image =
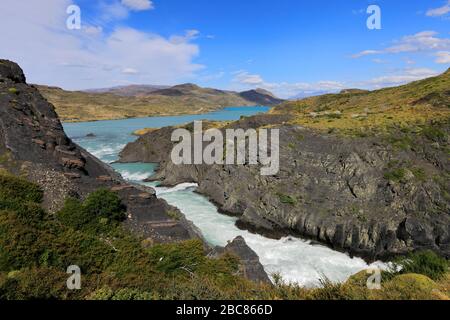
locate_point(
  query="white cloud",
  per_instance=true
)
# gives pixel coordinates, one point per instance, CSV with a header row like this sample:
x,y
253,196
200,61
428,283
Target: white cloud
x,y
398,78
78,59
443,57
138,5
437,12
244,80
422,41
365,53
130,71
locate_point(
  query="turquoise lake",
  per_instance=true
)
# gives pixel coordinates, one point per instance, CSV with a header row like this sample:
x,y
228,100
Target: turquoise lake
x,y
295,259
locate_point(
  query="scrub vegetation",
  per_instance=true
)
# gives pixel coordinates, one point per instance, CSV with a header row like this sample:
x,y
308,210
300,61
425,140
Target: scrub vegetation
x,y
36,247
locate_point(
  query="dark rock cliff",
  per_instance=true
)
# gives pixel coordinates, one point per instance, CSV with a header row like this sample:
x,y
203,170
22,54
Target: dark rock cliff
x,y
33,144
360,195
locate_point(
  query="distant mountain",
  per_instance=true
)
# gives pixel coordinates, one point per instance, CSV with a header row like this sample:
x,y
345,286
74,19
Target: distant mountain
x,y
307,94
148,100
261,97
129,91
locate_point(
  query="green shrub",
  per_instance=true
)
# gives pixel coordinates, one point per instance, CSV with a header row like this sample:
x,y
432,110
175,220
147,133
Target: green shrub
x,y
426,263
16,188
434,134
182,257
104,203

****************

EXERCISE AIM
Retype the data above in full, exactly as it stands, and skip any image.

OUTPUT FOR THIS TASK
image =
locate_point(
  query="white cloud",
  per_instance=true
)
# gives pixel coordinates, one point per instance, CSV with a header row like this sample:
x,y
253,196
200,61
428,283
Target: white cloud
x,y
398,78
78,59
443,57
138,5
437,12
244,80
422,41
365,53
130,71
locate_point(
  query="turquoise lake",
  per_instance=true
)
# gives pixel coordinates, one point per instance, CSV with a header row like this sample:
x,y
228,100
Target: turquoise lake
x,y
295,259
locate_point(
  query="scrub vegetation",
  per_instance=true
)
# gives pixel coordinates, one point per instance, CSV with a header row like this sample:
x,y
308,210
300,61
425,140
Target: scrub vegetation
x,y
36,247
locate_point(
  query="dark rock cliff",
  per_instance=true
)
# gives pixel coordinates, one point per instance, CSV with a header row like this sample:
x,y
203,170
22,54
Target: dark rock cliff
x,y
33,144
360,195
locate_point(
  query="distant mountain",
  per_instance=true
)
# gives pixel coordinates, one point per instance, CSV with a header row like this sample:
x,y
345,286
74,19
Target: distant mountain
x,y
307,94
148,100
261,97
129,91
locate_point(
  query="green shrub",
  per_instance=true
)
# gives pixel coordinates, one point per instance, CSV with a header row like this sample:
x,y
432,110
175,220
147,133
Target: green shrub
x,y
426,263
16,188
434,134
182,257
104,203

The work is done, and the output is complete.